AIM :: Write out each line of the material again, word for word.

RECORDS SHOWN ::
=-=-=

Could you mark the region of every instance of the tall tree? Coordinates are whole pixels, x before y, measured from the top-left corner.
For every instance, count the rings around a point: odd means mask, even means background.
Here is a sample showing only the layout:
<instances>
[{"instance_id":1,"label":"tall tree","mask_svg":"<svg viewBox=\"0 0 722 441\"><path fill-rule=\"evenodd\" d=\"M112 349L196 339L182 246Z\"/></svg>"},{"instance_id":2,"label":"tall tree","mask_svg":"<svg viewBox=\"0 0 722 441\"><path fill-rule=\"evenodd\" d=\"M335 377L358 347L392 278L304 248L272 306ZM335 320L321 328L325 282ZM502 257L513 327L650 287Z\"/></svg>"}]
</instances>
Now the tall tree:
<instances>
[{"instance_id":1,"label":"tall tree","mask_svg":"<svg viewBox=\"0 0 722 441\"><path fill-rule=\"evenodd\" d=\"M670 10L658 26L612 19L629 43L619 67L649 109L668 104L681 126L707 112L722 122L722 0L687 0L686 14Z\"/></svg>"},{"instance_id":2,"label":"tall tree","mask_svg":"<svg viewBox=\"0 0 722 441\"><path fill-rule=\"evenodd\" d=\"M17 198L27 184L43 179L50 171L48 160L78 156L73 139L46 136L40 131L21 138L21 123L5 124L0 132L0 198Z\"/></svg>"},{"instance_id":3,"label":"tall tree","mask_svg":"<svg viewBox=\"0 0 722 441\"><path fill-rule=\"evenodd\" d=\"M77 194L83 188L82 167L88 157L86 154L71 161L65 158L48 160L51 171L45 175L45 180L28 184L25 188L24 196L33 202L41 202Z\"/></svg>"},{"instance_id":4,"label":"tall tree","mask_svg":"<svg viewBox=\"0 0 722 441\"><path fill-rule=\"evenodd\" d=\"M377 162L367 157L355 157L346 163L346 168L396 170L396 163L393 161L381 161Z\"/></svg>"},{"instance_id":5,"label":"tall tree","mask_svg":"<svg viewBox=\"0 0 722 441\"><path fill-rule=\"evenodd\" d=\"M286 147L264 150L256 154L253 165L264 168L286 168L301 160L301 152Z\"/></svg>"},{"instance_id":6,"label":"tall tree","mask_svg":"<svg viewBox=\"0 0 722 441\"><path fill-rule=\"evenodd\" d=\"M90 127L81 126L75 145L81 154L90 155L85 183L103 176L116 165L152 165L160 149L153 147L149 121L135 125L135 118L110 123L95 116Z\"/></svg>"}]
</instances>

=-=-=

CORRECT ANSWER ::
Could you mark the region of every instance of the tall tree? Coordinates are whole pixels, x before y, measured from the top-left corner.
For every instance, count the rings around a point: odd means mask, even means background.
Here is a sample showing only the layout:
<instances>
[{"instance_id":1,"label":"tall tree","mask_svg":"<svg viewBox=\"0 0 722 441\"><path fill-rule=\"evenodd\" d=\"M112 349L196 339L182 246Z\"/></svg>"},{"instance_id":2,"label":"tall tree","mask_svg":"<svg viewBox=\"0 0 722 441\"><path fill-rule=\"evenodd\" d=\"M335 377L358 347L392 278L304 248L272 306ZM335 320L321 328L325 282ZM502 257L513 327L650 287Z\"/></svg>"}]
</instances>
Now the tall tree:
<instances>
[{"instance_id":1,"label":"tall tree","mask_svg":"<svg viewBox=\"0 0 722 441\"><path fill-rule=\"evenodd\" d=\"M670 10L658 26L612 19L629 43L619 67L649 109L668 104L681 126L707 112L722 122L722 0L687 0L686 14Z\"/></svg>"},{"instance_id":2,"label":"tall tree","mask_svg":"<svg viewBox=\"0 0 722 441\"><path fill-rule=\"evenodd\" d=\"M17 198L27 184L43 179L50 171L48 160L78 156L73 139L46 136L40 131L21 138L21 123L5 124L0 132L0 198Z\"/></svg>"},{"instance_id":3,"label":"tall tree","mask_svg":"<svg viewBox=\"0 0 722 441\"><path fill-rule=\"evenodd\" d=\"M77 194L83 188L82 167L88 157L86 154L71 161L65 158L48 160L51 171L45 175L45 180L28 184L25 188L24 196L33 202L41 202Z\"/></svg>"},{"instance_id":4,"label":"tall tree","mask_svg":"<svg viewBox=\"0 0 722 441\"><path fill-rule=\"evenodd\" d=\"M377 162L367 157L355 157L346 163L346 168L396 170L396 163L393 161L381 161Z\"/></svg>"},{"instance_id":5,"label":"tall tree","mask_svg":"<svg viewBox=\"0 0 722 441\"><path fill-rule=\"evenodd\" d=\"M286 147L264 150L256 154L253 165L264 168L286 168L301 160L301 152Z\"/></svg>"},{"instance_id":6,"label":"tall tree","mask_svg":"<svg viewBox=\"0 0 722 441\"><path fill-rule=\"evenodd\" d=\"M90 127L81 126L75 145L81 154L90 155L85 183L103 176L116 165L152 165L160 149L153 147L149 121L135 125L135 118L110 123L95 116Z\"/></svg>"}]
</instances>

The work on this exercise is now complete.